Silva en la sombra
Pablo Neruda
Nuestro siglo diecinueve americano fue más largo que todos los siglos, y aislado, y acerbo, y lluvioso. Las pampas y las cordilleras, las sabanas y los ríos, los hombres y los campanarios transcurrieron envueltos en distancia, soledad y niebla.
Esta niebla grande y transubstancial galopa y permanece sobre nuestras alturas, como un manto morado, aquí y allá dirigido por las rachas de los huracanes más violentos, combatido contra las paredes glaciales de la cordillera nevada, y rechazado o aceptado a veces por el corazón de los hombres solitarios.
Por los caminos hay todavía fogonazos y olor acre de pólvora y soldado, y los caudillos interrumpen el silencio con sus cabalgatas de potros guerreros, y a la luz de la luna muestran en un relámpago las charreteras doradas, los pantalones escarlata. En las profundas casas de patios y graneros, algunos hombres caen sobre los libros, devorando las páginas a la escasa luz de los cirios, profesando la vida en forma intelectual encarnizada, enseñando y combatiendo como Sarmiento o Bilbao, o entregándose a la poesía en forma despeñada y total como Pedro Antonio González o José Asunción Silva.
Satanes, ángeles obscuros, sacerdotes martirizados de lo más fantasmal y perdido, comedores de estrellas, pescadores de la noche sombría. Sus siluetas de espectro fúnebremente vestidas se destacan en la blanquecina luz del vapor boreal, y así comencé a ver a José Asunción Silva, elegantemente tétrico, con su lira purpúrea y sus suavísimos guantes de caballero enlutado. En la otra esquina de América, a la luz de los faroles más amargos, iba a cruzar tambaleante la sombra de Pedro Antonio González, amenazado por todos los terrores, triturado por los puñales más mortales, desgreñado por su sonambúlica embriaguez. Por los salones encerados de Bogotá, junto a las más dulcísimas señoras, junto al arpa de mil voces de oro, paseaba el doloroso ruiseñor enguantado, y por las charcas pestilenciales de los cerros de Valparaíso iba dando tumbos nuestro tenebroso y misterioso maestro.

= = = =

**Objetivo**.
Enumera todas las personas que nombra el texto sobre José Asunción Silva en la oración que empieza con «En las profundas casas de patios y graneros». Las entradas provienen de una fuente distinta.

= = = =

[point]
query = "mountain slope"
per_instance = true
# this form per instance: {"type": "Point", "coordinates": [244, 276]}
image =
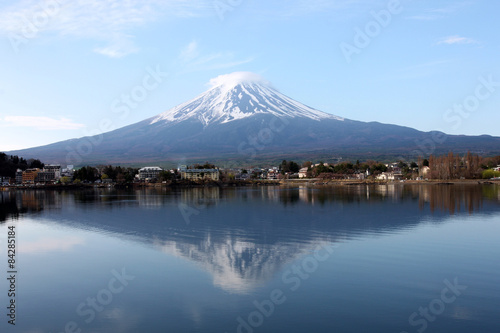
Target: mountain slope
{"type": "Point", "coordinates": [243, 118]}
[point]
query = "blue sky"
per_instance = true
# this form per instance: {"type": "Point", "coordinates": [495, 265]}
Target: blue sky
{"type": "Point", "coordinates": [65, 66]}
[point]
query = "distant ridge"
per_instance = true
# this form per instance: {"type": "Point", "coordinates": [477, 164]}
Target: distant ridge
{"type": "Point", "coordinates": [243, 119]}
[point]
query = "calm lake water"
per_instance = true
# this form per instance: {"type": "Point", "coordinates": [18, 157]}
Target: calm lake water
{"type": "Point", "coordinates": [389, 258]}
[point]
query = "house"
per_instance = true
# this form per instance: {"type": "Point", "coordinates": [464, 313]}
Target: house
{"type": "Point", "coordinates": [29, 176]}
{"type": "Point", "coordinates": [150, 173]}
{"type": "Point", "coordinates": [55, 169]}
{"type": "Point", "coordinates": [45, 176]}
{"type": "Point", "coordinates": [19, 176]}
{"type": "Point", "coordinates": [425, 171]}
{"type": "Point", "coordinates": [303, 172]}
{"type": "Point", "coordinates": [4, 181]}
{"type": "Point", "coordinates": [200, 174]}
{"type": "Point", "coordinates": [389, 176]}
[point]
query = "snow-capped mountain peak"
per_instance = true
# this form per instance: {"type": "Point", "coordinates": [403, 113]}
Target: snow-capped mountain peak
{"type": "Point", "coordinates": [237, 96]}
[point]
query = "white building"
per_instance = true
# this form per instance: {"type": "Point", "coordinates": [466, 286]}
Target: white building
{"type": "Point", "coordinates": [389, 176]}
{"type": "Point", "coordinates": [54, 169]}
{"type": "Point", "coordinates": [149, 173]}
{"type": "Point", "coordinates": [303, 173]}
{"type": "Point", "coordinates": [200, 174]}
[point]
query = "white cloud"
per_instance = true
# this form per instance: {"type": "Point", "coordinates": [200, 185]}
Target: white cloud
{"type": "Point", "coordinates": [120, 47]}
{"type": "Point", "coordinates": [439, 13]}
{"type": "Point", "coordinates": [457, 40]}
{"type": "Point", "coordinates": [110, 21]}
{"type": "Point", "coordinates": [41, 123]}
{"type": "Point", "coordinates": [190, 52]}
{"type": "Point", "coordinates": [193, 60]}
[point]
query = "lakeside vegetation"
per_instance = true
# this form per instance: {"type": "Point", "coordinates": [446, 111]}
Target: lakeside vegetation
{"type": "Point", "coordinates": [446, 167]}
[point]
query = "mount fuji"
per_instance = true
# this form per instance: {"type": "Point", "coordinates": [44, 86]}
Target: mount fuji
{"type": "Point", "coordinates": [242, 118]}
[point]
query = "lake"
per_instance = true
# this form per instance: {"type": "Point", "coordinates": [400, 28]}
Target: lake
{"type": "Point", "coordinates": [382, 258]}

= = = =

**Resultado correcto**.
Sarmiento, Bilbao, Pedro Antonio González y José Asunción Silva.